> _WRITTEN INSTRUCTION 1_:
Answer these questions using the thread on converting LD matrices below:
(a) How many bytes does the plink binary4 format use to store each number in a "full" LD matrix?
(b) What is the path of the uploaded C++ conversion script?
(c) In which two formats does Sophie already have LD matrices for the loci she wants to analyze?

Closed gunns2 closed 7 months ago
Hi Sophie,
Thank you for reaching out and for using our software! While I'm not familiar with the detailed structure of the Hail .bgz format, I can provide information about the plink binary4 file format, which is relatively straightforward. In the plink binary4 format, each number in a "full" LD matrix is stored using 4 bytes as it stored in memory.
I've uploaded a C++ script for converting a "full" LD matrix to the binary4 format. You can find it here: utilities/convert2bin.cpp
Once compiled, you can use it as follows:
zcat $path_to_the_gz_full_LD_matrix | ./convert2bin $path_to_the_output_file
If you have any further questions or need assistance, please feel free to ask. I'm here to help!
My best
Kai Yuan
Hi,
This worked great, thank you so much!
Sophie
Hello,
Thanks so much for another great stat gen package! I'm hoping to run SuSiEx with LD reference taken from the UKBB LD block matrices, which are precomputed. I already have LD matrices for the loci I want to analyze in regular text format, as well as the upper triangular hail .bgz format. I think what makes the most sense is to try to convert the LD files that I have into the same format as the plink binary4 files that SuSiEx utilizes.
Do you have any insight into how these binary4 files are formatted and how to best go about converting? This seems like it should be possible but I'm running into some issues trying to figure out how to convert the files.
thanks so much!
Sophie

> _WRITTEN INSTRUCTION 2_:
List every line of the entries below that contains the string "dress". Case counts.

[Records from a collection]
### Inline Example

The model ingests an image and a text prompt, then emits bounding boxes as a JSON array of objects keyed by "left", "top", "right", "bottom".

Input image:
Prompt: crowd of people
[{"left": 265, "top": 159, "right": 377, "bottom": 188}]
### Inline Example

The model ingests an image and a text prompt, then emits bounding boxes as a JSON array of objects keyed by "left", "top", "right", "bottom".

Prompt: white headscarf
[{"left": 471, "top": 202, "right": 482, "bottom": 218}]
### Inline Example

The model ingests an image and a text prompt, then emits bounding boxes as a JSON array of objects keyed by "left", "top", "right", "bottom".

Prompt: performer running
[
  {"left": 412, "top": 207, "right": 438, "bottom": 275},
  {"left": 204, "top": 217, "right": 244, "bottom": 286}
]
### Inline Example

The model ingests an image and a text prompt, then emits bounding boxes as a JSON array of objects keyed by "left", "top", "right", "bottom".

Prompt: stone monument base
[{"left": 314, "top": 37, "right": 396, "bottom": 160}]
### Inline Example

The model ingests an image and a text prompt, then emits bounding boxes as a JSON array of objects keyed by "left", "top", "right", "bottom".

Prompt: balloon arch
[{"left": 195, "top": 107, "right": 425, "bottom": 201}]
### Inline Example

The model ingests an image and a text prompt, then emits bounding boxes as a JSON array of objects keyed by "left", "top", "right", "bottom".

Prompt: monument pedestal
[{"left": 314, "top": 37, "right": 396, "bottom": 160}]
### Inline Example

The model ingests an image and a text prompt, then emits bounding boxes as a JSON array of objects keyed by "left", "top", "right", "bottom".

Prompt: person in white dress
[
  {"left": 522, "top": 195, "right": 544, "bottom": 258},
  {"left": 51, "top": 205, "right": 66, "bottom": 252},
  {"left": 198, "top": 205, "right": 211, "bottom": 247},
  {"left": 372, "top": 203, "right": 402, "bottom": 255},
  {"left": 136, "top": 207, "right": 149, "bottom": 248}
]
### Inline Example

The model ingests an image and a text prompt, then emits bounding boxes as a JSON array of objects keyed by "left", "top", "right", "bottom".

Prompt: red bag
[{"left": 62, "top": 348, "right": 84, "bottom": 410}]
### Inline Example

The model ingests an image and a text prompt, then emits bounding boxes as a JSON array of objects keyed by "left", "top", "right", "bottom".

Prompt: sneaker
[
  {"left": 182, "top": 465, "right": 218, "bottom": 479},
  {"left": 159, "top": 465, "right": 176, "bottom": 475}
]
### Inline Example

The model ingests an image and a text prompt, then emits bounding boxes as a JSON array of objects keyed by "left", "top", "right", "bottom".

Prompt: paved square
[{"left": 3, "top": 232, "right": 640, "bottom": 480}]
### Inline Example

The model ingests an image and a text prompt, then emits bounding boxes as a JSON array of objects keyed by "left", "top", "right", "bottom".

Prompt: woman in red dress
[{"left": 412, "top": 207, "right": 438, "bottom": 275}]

> _COMPLETE ANSWER 1_:
(a) 4 bytes.
(b) utilities/convert2bin.cpp
(c) Regular text format and the upper triangular hail .bgz format.

> _COMPLETE ANSWER 2_:
Prompt: person in white dress
Prompt: woman in red dress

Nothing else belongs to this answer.